== Extract ==
************

Introduction and updates from NVIDIA
Kristian Høgsberg
hoegsberg at gmail.com
Fri May 13 05:07:10 UTC 2016
On Wed, May 11, 2016 at 4:08 PM, James Jones <jajones at nvidia.com> wrote:
> On 05/11/2016 02:31 PM, Daniel Stone wrote:
>>
>> Hi James,
>>
>> On 11 May 2016 at 21:43, James Jones <jajones at nvidia.com> wrote:
>>>
>>> On 05/04/2016 08:56 AM, Daniel Stone wrote:
>>>>
>>>> Right - but as with the point I was making below, GBM _right now_ is
>>>> more capable than Streams _right now_. GBM right now would require API
>>>> additions to match EGLStreams + EGLSwitch + Streams/KMS-interop, but
>>>> the last two aren't written either, so. (More below.)
>>>
>>>
>>> The current behavior that enables this, where basically all Wayland
>>> buffers
>>> must be allocated as scanout-capable, isn't reasonable on NVIDIA
>>> hardware.
>>> The requirements for scanout are too onerous.

************

== Goal A ==
Pull out every line of the listing below that contains the word "tree".
== Goal B ==
Extend the mailing-list message above about Wayland buffers on NVIDIA hardware, starting right after its last sentence.

************

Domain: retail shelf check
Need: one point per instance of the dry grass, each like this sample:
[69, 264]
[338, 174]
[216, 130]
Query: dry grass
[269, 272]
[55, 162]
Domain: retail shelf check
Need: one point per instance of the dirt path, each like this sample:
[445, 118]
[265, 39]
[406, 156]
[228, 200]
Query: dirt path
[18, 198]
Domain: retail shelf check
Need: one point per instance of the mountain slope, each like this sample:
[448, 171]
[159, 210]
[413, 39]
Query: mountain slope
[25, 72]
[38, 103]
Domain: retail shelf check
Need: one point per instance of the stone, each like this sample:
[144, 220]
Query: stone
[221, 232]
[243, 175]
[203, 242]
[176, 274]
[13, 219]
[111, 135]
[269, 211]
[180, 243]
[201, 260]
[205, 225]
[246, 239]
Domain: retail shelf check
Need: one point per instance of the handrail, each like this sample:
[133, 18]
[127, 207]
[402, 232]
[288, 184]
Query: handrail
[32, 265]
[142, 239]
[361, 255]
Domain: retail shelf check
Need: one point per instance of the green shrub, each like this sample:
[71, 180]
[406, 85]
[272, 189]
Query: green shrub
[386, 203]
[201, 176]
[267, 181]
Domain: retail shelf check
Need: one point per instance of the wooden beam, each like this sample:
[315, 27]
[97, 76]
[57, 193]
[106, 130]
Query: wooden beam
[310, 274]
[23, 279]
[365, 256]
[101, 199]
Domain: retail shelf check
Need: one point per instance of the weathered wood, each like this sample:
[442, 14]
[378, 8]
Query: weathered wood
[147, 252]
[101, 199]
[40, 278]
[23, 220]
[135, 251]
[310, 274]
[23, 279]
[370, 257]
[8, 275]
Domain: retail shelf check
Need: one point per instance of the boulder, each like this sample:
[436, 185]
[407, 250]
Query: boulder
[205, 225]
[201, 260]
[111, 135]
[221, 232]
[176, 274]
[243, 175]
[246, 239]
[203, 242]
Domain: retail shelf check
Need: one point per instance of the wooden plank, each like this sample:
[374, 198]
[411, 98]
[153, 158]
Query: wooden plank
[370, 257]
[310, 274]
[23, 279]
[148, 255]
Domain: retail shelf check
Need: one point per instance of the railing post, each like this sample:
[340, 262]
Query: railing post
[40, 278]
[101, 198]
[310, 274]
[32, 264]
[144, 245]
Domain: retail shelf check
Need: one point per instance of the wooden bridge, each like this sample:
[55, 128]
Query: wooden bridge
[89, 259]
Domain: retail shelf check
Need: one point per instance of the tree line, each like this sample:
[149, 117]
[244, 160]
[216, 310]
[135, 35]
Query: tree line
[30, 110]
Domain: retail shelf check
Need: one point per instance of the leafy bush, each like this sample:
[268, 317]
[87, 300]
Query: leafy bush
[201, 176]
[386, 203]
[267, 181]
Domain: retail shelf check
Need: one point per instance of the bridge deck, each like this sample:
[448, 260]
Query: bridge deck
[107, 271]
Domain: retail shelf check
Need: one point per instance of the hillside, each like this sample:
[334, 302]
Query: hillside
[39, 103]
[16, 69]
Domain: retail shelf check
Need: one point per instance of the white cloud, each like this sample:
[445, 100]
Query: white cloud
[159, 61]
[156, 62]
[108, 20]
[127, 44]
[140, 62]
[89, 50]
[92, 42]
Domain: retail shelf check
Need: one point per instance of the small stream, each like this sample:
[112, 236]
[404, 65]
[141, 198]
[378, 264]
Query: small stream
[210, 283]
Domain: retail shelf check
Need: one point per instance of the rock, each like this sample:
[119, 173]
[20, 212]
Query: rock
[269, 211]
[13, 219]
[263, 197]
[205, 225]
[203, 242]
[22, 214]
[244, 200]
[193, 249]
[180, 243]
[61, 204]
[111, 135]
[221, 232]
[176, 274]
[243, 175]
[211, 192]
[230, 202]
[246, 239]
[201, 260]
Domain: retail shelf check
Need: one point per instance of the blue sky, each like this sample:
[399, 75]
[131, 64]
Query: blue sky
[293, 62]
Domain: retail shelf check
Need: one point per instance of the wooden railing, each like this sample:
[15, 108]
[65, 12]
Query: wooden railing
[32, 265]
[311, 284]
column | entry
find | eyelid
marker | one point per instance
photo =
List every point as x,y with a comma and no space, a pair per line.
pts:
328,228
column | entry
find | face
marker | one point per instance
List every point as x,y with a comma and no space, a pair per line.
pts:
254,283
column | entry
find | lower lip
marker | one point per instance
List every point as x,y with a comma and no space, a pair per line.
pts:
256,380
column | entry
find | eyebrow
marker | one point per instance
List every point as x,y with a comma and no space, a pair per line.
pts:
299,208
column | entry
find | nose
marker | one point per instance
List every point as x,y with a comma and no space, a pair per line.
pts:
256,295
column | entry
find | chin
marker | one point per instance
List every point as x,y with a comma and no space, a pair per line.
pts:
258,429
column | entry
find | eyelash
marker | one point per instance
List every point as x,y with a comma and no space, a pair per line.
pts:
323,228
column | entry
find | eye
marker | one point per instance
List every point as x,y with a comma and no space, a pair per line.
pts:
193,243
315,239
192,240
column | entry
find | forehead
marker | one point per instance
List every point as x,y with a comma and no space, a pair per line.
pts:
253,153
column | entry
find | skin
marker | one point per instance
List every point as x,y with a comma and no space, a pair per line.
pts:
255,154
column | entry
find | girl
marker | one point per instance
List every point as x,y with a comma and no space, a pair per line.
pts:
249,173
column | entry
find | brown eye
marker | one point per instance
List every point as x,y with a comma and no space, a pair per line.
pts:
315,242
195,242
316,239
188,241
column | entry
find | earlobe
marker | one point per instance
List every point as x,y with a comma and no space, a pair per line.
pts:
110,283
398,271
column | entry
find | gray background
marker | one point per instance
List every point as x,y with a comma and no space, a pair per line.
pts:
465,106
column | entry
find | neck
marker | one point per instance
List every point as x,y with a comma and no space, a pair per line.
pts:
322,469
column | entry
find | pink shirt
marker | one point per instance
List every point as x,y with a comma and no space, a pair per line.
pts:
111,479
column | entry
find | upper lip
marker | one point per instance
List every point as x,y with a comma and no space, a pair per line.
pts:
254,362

************

== Result A ==
Need: one point per instance of the tree line, each like this sample:
Query: tree line

== Result B ==
>>
>>
>> I think we're talking past each other, so I'd like to pare the
>> discussion down to these two sentences, and my two resultant points,
>> for now:
>>
>> I posit that the Streams proposal you (plural) have put forward is, at
>> best, no better at meeting these criteria:
>> - there is currently no support for direct scanout from client
>> buffers in Streams, so it must always pessimise towards GPU
>> composition
>> - GBM stacks can obviously do the same: implement a no-op
>> gbm_bo_import, and have your client always allocate non-scanout
>> buffers - presto, you've matched Streams
>>
>> I posit that GBM _can_ match the capability of a hypothetical
>> EGLStreams/EGLSwitch implementation. Current _implementations_ of GBM
>> cannot, but I posit that it is not a limitation of the API it exposes,
>> and unlike Streams, the capability can be plumbed in with no new
>> external API required.
>>
>> These seem pretty fundamental, so ... am I missing something? :\ If
>> so, can you please outline fairly specifically how you think
>> non-Streams implementations are not capable of meeting the criteria in
>> your two sentences?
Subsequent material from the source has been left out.